• [記述課題 A]: 本文のあとに続く記録を、すべて一字一句そのまま書き写してください。画像は写さずに省いてください。

• [本文]:

総務大臣賞(住宅防火部門)
住宅防火啓発用視聴覚教材の制作と実用化
ナガサキ防火研究会(長崎県長崎市)
事例の概要
■経緯
住宅防火を推進するためには、第一に住民自身の防火に対する意識を変える必要がある。そのためには、まず火災の実態を知ってもらわなければならない。そこで火災の原因を「見える化」すれば、幼児からお年寄りまで幅広い年齢層に防火意識を浸透させることができると考え、有志が集まって住宅防火の見える化をテーマに活動をはじめた。その後、長崎市自主研究グループとして市の助成を受け、消防職員と民間人で構成するナガサキ防火研究会を発足、休日を活用して活動している。
■内容
- 1. 地元で実際に起きた火災事例を元に手作りの再現マンガ12編を制作した。松園財団の地域振興助成金でマンガ冊子1000部を印刷、市内銀行、郵便局などの金融機関窓口、図書館、市内全小学校、婦人防火クラブ員に配布した。
- 2. 再現が難しいとされている電気火災の一つ、トラッキング現象を数十秒で発生させる手法を考案し、松園財団の地域振興助成金を受け、電気火災実験装置を製作した。

• [記述課題 B]: 住宅防火の本文によると、有志が住宅防火の「見える化」をテーマに活動を始めたのはなぜですか。1〜3文で説明してください。

• [提供記録]:
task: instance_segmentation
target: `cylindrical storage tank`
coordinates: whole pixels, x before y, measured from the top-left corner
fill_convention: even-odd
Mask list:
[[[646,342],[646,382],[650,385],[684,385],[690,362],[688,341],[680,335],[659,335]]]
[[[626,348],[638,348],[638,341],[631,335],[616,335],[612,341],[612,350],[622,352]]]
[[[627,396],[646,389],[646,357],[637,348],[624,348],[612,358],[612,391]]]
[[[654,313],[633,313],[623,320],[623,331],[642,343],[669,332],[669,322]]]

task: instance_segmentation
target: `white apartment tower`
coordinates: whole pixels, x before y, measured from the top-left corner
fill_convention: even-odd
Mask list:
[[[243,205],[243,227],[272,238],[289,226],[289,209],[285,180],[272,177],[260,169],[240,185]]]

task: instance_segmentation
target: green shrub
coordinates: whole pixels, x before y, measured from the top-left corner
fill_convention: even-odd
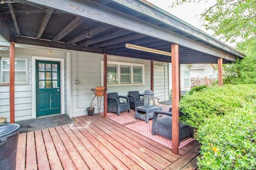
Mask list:
[[[180,101],[181,122],[197,128],[200,169],[256,169],[256,85],[213,87]]]
[[[192,94],[194,92],[202,92],[207,88],[206,85],[202,85],[199,86],[196,86],[192,88],[189,92],[188,92],[189,94]]]
[[[202,144],[199,169],[256,169],[256,102],[207,119],[197,140]]]
[[[206,118],[223,115],[242,107],[247,101],[256,98],[256,85],[225,85],[209,87],[203,91],[185,95],[180,109],[184,113],[181,122],[198,128]]]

• [解答 A]:
task: instance_segmentation
target: `cylindrical storage tank`
coordinates: whole pixels, x before y, measured from the top-left corner
fill_convention: even-odd
Mask list:
[[[646,342],[646,382],[650,385],[684,385],[690,362],[688,341],[680,335],[659,335]]]
[[[626,348],[638,348],[638,341],[631,335],[616,335],[612,341],[612,350],[622,352]]]
[[[627,396],[646,389],[646,357],[637,348],[624,348],[612,358],[612,391]]]
[[[654,313],[633,313],[623,320],[623,331],[642,343],[669,332],[669,322]]]

task: instance_segmentation
target: `white apartment tower`
coordinates: whole pixels, x before y, measured from the top-left corner
fill_convention: even-odd
Mask list:
[[[243,205],[243,227],[272,238],[289,226],[289,209],[285,180],[272,177],[260,169],[240,185]]]

task: instance_segmentation
target: green shrub
coordinates: whole pixels, x before y, measured from the top-left corner
fill_convention: even-odd
Mask list:
[[[180,101],[181,122],[197,128],[200,169],[256,169],[256,85],[213,87]]]
[[[192,94],[194,92],[202,92],[207,88],[206,85],[202,85],[199,86],[196,86],[192,88],[189,92],[188,92],[189,94]]]
[[[202,144],[199,169],[256,169],[256,102],[207,119],[197,140]]]
[[[206,118],[223,115],[242,107],[247,101],[256,98],[256,85],[225,85],[209,87],[203,91],[185,95],[180,109],[184,113],[181,122],[198,128]]]

• [解答 B]: 住宅防火を推進するには住民自身の防火意識を変える必要があり、そのためにはまず火災の実態を知ってもらわなければならないからです。火災の原因を「見える化」すれば、幼児からお年寄りまで幅広い年齢層に防火意識を浸透させることができると考えたためです。